> **Problem to work on**
Please print each record exactly, omitting none of them.

- - -

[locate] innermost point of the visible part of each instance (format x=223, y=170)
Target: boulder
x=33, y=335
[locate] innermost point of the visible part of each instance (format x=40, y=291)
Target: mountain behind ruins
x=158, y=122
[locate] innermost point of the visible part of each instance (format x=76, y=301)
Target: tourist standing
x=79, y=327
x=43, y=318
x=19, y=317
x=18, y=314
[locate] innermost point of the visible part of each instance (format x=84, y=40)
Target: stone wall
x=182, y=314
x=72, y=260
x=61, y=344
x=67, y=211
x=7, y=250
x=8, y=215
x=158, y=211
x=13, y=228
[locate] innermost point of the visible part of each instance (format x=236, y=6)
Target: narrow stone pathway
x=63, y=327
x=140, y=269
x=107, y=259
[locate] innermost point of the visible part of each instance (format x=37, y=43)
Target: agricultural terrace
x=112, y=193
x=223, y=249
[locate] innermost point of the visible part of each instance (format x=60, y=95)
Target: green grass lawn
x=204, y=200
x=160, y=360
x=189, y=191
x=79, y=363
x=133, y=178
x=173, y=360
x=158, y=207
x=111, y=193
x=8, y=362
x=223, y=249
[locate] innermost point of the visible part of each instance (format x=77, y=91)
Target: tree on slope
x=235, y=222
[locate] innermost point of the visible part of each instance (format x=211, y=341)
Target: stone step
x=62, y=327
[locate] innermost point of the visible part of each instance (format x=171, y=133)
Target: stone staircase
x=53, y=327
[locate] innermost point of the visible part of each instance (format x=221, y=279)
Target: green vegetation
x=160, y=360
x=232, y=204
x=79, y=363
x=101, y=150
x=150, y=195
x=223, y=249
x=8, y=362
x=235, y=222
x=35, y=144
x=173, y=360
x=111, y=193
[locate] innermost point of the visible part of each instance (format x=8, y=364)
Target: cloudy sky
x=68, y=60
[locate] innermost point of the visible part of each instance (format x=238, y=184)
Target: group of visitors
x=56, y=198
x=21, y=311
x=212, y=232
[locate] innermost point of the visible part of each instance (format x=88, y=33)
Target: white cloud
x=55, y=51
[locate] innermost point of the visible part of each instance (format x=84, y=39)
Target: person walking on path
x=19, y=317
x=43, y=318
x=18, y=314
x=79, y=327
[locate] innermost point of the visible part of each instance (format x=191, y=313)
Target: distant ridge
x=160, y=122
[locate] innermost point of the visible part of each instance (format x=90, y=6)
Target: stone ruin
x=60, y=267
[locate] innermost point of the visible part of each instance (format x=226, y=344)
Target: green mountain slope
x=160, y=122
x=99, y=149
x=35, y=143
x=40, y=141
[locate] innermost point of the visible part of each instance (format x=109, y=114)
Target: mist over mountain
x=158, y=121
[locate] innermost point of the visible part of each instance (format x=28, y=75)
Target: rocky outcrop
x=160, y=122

- - -

> **Output**
[locate] innermost point of the visible part of each instance (format x=223, y=170)
Target: boulder
x=33, y=335
[locate] innermost point of the visible part of each instance (format x=40, y=291)
Target: mountain behind ruins
x=158, y=122
[locate] innermost point of the visible part of each instance (format x=76, y=301)
Target: tourist standing
x=79, y=327
x=43, y=318
x=19, y=317
x=18, y=314
[locate] innermost point of the visible part of each instance (format x=84, y=40)
Target: stone wall
x=182, y=314
x=72, y=260
x=61, y=344
x=67, y=211
x=7, y=250
x=8, y=215
x=158, y=211
x=13, y=228
[locate] innermost point of the visible part of each instance (format x=236, y=6)
Target: narrow stone pathway
x=63, y=327
x=140, y=269
x=107, y=259
[locate] innermost point of the visible part of each instance (format x=37, y=43)
Target: agricultural terrace
x=112, y=193
x=223, y=249
[locate] innermost point of the visible part of each instance (format x=60, y=95)
Target: green grass lawn
x=204, y=200
x=160, y=360
x=189, y=191
x=79, y=363
x=133, y=178
x=173, y=360
x=158, y=207
x=111, y=193
x=8, y=362
x=223, y=249
[locate] innermost point of the visible part of each instance (format x=77, y=91)
Target: tree on slope
x=235, y=222
[locate] innermost point of the visible part of each instance (format x=211, y=341)
Target: stone step
x=62, y=327
[locate] innermost point of the visible part of each instance (format x=171, y=133)
Target: stone staircase
x=53, y=327
[locate] innermost point of the visible part of each instance (format x=221, y=279)
Target: green vegetation
x=160, y=360
x=232, y=204
x=79, y=363
x=101, y=150
x=150, y=195
x=223, y=249
x=8, y=362
x=235, y=222
x=35, y=144
x=173, y=360
x=111, y=193
[locate] innermost point of the visible part of each instance (format x=8, y=364)
Target: cloudy sky
x=68, y=60
[locate] innermost point of the visible part of each instance (format x=238, y=184)
Target: group of visitors
x=56, y=198
x=21, y=311
x=212, y=232
[locate] innermost point of the visible part of each instance (format x=88, y=33)
Target: white cloud
x=55, y=51
[locate] innermost point of the visible part of each instance (format x=84, y=39)
Target: person walking on path
x=19, y=317
x=43, y=318
x=18, y=314
x=79, y=327
[locate] innermost point of the visible part of each instance (format x=191, y=313)
Target: distant ridge
x=160, y=122
[locate] innermost point of the visible part of each instance (format x=90, y=6)
Target: stone ruin
x=60, y=267
[locate] innermost point of the visible part of each instance (format x=226, y=344)
Target: green mountain slope
x=160, y=122
x=99, y=149
x=35, y=143
x=40, y=141
[locate] innermost point of the visible part of each instance (format x=109, y=114)
Target: mist over mountain
x=158, y=121
[locate] innermost point of the visible part of each instance (format x=28, y=75)
Target: rocky outcrop
x=160, y=122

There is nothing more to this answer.